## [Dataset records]
· · · ·
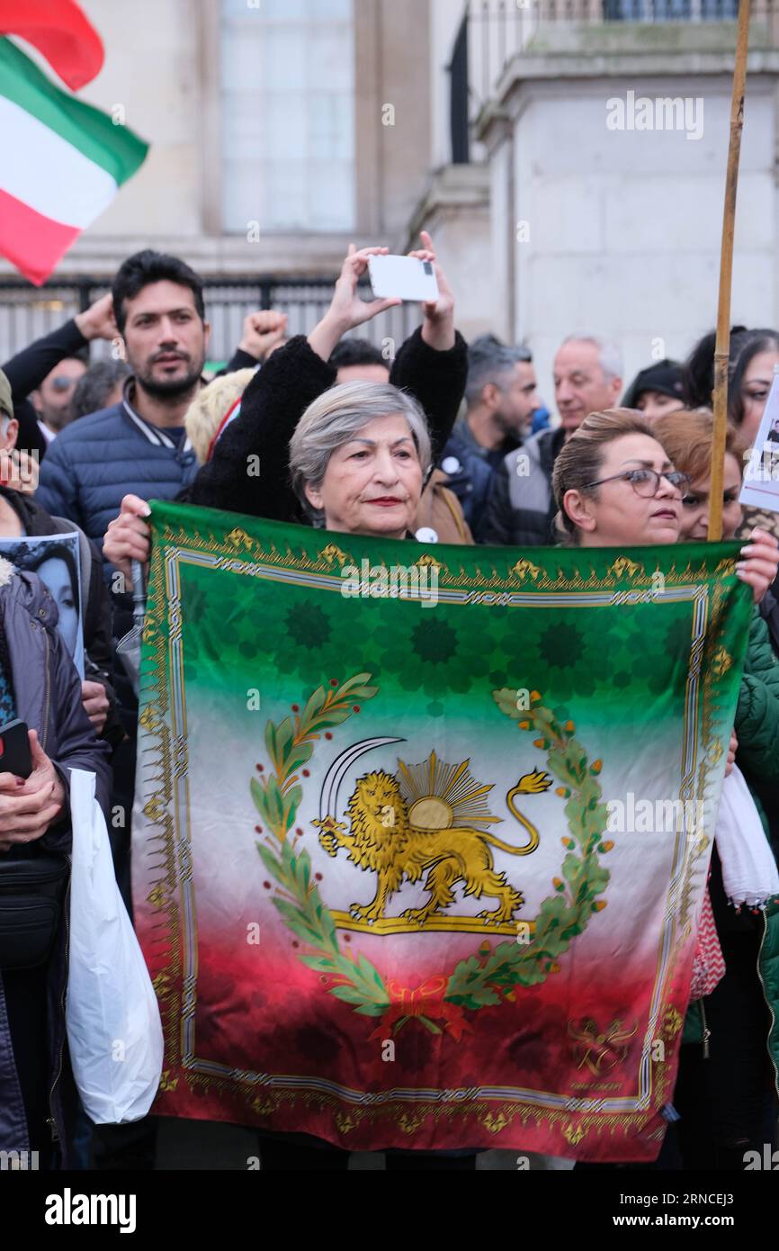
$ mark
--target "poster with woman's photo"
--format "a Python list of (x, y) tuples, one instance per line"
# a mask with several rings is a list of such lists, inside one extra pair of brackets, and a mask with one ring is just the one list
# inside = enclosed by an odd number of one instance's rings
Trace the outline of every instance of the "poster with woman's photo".
[(58, 607), (63, 642), (84, 681), (84, 600), (78, 532), (0, 539), (0, 555), (18, 569), (36, 573), (44, 583)]
[(779, 513), (779, 373), (775, 368), (763, 420), (746, 463), (740, 502)]

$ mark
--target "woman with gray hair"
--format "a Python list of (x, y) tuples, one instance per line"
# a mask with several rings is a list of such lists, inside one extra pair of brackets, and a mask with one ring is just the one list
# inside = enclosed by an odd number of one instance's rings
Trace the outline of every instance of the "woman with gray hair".
[[(350, 249), (330, 308), (308, 335), (274, 352), (223, 425), (208, 463), (179, 499), (279, 522), (384, 538), (409, 535), (433, 457), (451, 433), (468, 373), (454, 296), (433, 241), (411, 255), (435, 265), (439, 299), (391, 362), (390, 385), (334, 387), (340, 339), (400, 300), (361, 299), (369, 256)], [(391, 340), (390, 340), (391, 343)], [(125, 497), (105, 557), (129, 573), (149, 557), (148, 507)]]
[(419, 404), (396, 387), (345, 383), (309, 404), (290, 442), (295, 494), (314, 524), (405, 538), (430, 468)]

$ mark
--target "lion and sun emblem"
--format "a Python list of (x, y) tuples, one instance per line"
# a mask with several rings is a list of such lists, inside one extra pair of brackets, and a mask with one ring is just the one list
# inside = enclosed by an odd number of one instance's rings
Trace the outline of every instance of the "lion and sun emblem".
[[(536, 827), (515, 804), (518, 796), (541, 794), (551, 779), (534, 769), (520, 777), (506, 794), (506, 806), (523, 827), (524, 841), (505, 842), (489, 827), (503, 818), (490, 812), (488, 794), (473, 777), (470, 759), (445, 764), (435, 752), (420, 764), (398, 761), (396, 773), (371, 769), (358, 778), (346, 804), (348, 821), (339, 821), (338, 792), (349, 768), (366, 751), (396, 738), (366, 739), (353, 744), (330, 767), (323, 783), (320, 816), (313, 824), (329, 856), (345, 852), (363, 872), (375, 874), (374, 896), (355, 902), (348, 913), (333, 916), (348, 928), (399, 932), (428, 927), (435, 929), (515, 926), (524, 897), (495, 869), (494, 849), (510, 856), (528, 856), (539, 846)], [(424, 882), (423, 882), (424, 878)], [(400, 917), (388, 917), (388, 906), (404, 883), (423, 882), (426, 899)], [(455, 887), (465, 896), (494, 901), (478, 919), (455, 918), (449, 909)]]

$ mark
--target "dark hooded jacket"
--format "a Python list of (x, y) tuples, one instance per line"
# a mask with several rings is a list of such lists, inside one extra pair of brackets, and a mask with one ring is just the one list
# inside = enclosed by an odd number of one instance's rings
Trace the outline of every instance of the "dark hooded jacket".
[(86, 538), (75, 522), (51, 517), (31, 495), (0, 485), (0, 497), (16, 513), (30, 538), (48, 534), (66, 534), (79, 530), (81, 557), (81, 593), (84, 595), (84, 677), (99, 682), (109, 701), (109, 713), (100, 738), (116, 747), (124, 738), (124, 728), (116, 713), (114, 692), (114, 654), (111, 648), (111, 603), (103, 577), (103, 560), (96, 547)]
[[(8, 642), (16, 716), (38, 732), (44, 752), (60, 774), (66, 796), (70, 793), (70, 768), (95, 773), (95, 794), (108, 816), (109, 747), (95, 737), (81, 706), (81, 682), (56, 629), (56, 605), (35, 574), (16, 572), (8, 560), (0, 560), (0, 614)], [(43, 838), (25, 844), (25, 853), (29, 849), (30, 854), (35, 854), (40, 849), (66, 856), (71, 848), (71, 834), (66, 803), (61, 819)], [(64, 1165), (68, 1163), (69, 1136), (65, 1125), (66, 1105), (68, 1096), (73, 1093), (65, 1038), (66, 985), (68, 952), (63, 926), (46, 975), (46, 1047), (50, 1126), (55, 1157), (59, 1157), (55, 1162)], [(0, 1151), (26, 1150), (30, 1150), (28, 1126), (0, 973)]]

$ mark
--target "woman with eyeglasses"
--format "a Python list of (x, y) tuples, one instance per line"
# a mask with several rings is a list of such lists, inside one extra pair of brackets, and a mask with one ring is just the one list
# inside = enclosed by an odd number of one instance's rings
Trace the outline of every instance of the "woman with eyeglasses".
[[(683, 417), (689, 422), (694, 414)], [(700, 493), (705, 483), (698, 462), (676, 462), (666, 438), (669, 422), (669, 417), (658, 418), (649, 425), (630, 409), (591, 413), (585, 419), (554, 469), (558, 528), (565, 542), (624, 547), (705, 538), (700, 523), (695, 533), (683, 524), (684, 500)], [(729, 464), (728, 469), (734, 467)], [(691, 515), (690, 505), (686, 509)], [(725, 537), (733, 537), (739, 519), (728, 514)], [(759, 603), (776, 575), (776, 543), (755, 530), (741, 557), (738, 575), (753, 588)], [(779, 666), (770, 652), (765, 623), (756, 613), (735, 733), (739, 762), (744, 758), (755, 773), (775, 784)], [(725, 973), (688, 1013), (673, 1097), (680, 1120), (676, 1133), (666, 1137), (660, 1168), (741, 1170), (746, 1151), (761, 1151), (763, 1143), (771, 1141), (769, 1078), (771, 1065), (774, 1073), (779, 1066), (779, 907), (771, 902), (765, 912), (758, 909), (754, 916), (741, 909), (736, 917), (725, 898), (716, 851), (709, 892)]]

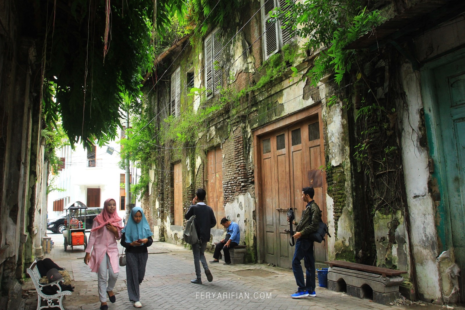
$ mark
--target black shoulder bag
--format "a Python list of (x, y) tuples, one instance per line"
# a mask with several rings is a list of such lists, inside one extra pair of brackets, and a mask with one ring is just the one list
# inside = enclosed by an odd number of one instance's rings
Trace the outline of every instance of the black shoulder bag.
[(291, 230), (291, 237), (289, 239), (289, 244), (291, 246), (294, 246), (295, 244), (295, 241), (294, 240), (294, 230), (292, 228), (292, 222), (295, 218), (295, 216), (294, 215), (294, 209), (292, 208), (289, 208), (289, 209), (287, 210), (287, 217), (289, 218), (289, 228)]

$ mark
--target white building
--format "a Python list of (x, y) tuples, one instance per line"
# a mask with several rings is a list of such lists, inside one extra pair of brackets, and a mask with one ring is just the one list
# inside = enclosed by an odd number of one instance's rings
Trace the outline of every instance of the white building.
[[(124, 134), (122, 131), (122, 135)], [(119, 140), (120, 137), (116, 137), (115, 141), (105, 146), (94, 145), (91, 150), (78, 145), (73, 151), (71, 146), (66, 145), (57, 152), (63, 165), (57, 172), (53, 185), (65, 191), (55, 190), (48, 194), (48, 218), (61, 214), (63, 208), (70, 202), (79, 200), (88, 207), (103, 207), (104, 202), (108, 198), (116, 201), (118, 215), (125, 218), (127, 204), (124, 188), (125, 171), (118, 165), (121, 159)], [(111, 149), (114, 150), (113, 154), (107, 152)], [(133, 168), (132, 165), (131, 166), (132, 184), (140, 172)], [(53, 176), (51, 175), (50, 180)], [(136, 205), (140, 206), (140, 203), (136, 201)]]

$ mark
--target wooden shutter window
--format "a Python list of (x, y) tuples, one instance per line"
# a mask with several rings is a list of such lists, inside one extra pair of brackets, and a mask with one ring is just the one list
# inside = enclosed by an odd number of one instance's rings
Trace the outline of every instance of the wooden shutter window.
[(213, 43), (213, 92), (217, 93), (221, 86), (221, 68), (219, 66), (221, 56), (221, 37), (219, 29), (212, 33)]
[(265, 58), (268, 57), (278, 52), (278, 25), (276, 22), (269, 22), (271, 18), (270, 12), (276, 6), (275, 0), (264, 0), (265, 5), (262, 9), (262, 20), (263, 21), (264, 45), (265, 46)]
[[(286, 0), (279, 0), (279, 7), (283, 11), (286, 11), (291, 7), (291, 5), (286, 2)], [(286, 22), (289, 20), (289, 18), (286, 18), (284, 20), (279, 21), (279, 28), (281, 30), (281, 41), (283, 45), (289, 43), (292, 40), (291, 33), (292, 31), (292, 26), (287, 26)]]
[(175, 102), (176, 116), (181, 114), (181, 68), (176, 71), (176, 102)]
[(171, 96), (170, 99), (170, 114), (174, 115), (176, 112), (176, 72), (171, 74)]
[(178, 67), (171, 74), (171, 114), (178, 116), (181, 112), (181, 68)]
[(213, 52), (212, 35), (205, 39), (205, 88), (207, 99), (213, 96)]

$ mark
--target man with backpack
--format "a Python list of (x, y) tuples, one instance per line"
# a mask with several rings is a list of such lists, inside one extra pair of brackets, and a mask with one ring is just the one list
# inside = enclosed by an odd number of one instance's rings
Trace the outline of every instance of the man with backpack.
[[(292, 270), (294, 277), (299, 288), (295, 294), (291, 295), (293, 298), (302, 298), (307, 296), (315, 297), (316, 284), (315, 281), (315, 257), (313, 255), (313, 241), (310, 239), (311, 233), (317, 231), (319, 223), (321, 220), (321, 211), (315, 203), (313, 196), (315, 190), (313, 187), (302, 189), (302, 200), (307, 203), (305, 209), (302, 212), (302, 217), (299, 222), (292, 221), (296, 225), (295, 250), (292, 260)], [(289, 218), (287, 218), (287, 221)], [(306, 278), (302, 270), (300, 261), (304, 259), (305, 264)]]
[(210, 230), (216, 225), (216, 219), (213, 210), (210, 206), (204, 202), (206, 195), (205, 190), (199, 188), (195, 192), (195, 195), (192, 200), (192, 205), (186, 213), (185, 218), (188, 220), (193, 215), (195, 216), (194, 223), (199, 241), (197, 243), (192, 244), (192, 252), (194, 256), (194, 265), (195, 266), (195, 275), (197, 277), (191, 280), (191, 282), (195, 284), (202, 284), (200, 262), (202, 262), (208, 282), (211, 282), (213, 280), (213, 276), (208, 269), (204, 253), (207, 242), (210, 241)]

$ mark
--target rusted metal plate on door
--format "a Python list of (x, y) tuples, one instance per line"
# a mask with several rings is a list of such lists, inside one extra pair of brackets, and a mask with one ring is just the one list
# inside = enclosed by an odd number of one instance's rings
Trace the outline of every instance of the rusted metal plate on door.
[(308, 184), (313, 188), (323, 186), (323, 173), (321, 169), (315, 169), (308, 171)]

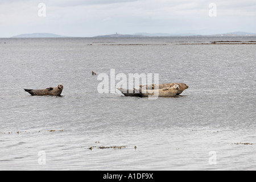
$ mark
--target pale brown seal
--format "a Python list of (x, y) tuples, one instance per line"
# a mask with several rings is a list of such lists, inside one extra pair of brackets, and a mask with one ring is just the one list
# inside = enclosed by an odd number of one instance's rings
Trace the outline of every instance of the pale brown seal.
· · · ·
## [AIM OF THE EXERCISE]
Give the records as a two-column CSV with columns "prompt" and "masks", one row per request, starting at the beginning of the records and going through the line containing "463), (740, 502)]". Put each request's text and its answer in a single quoted field each, replace line breaks with spaces, and leave the pictures out.

## [EXPECTED OUTPUT]
prompt,masks
"$ mark --target ""poster with woman's photo"" --format ""a Python list of (x, y) tuples, one instance per line"" # a mask with several rings is a list of such lists, inside one extra pair of brackets, and a mask with one ring is just the one list # inside = enclosed by an odd number of one instance's rings Trace the outline of every instance of the ""poster with woman's photo"".","[(58, 607), (63, 642), (84, 681), (84, 600), (78, 532), (0, 539), (0, 555), (18, 569), (36, 573), (44, 583)] [(779, 513), (779, 373), (775, 368), (763, 420), (746, 463), (740, 502)]"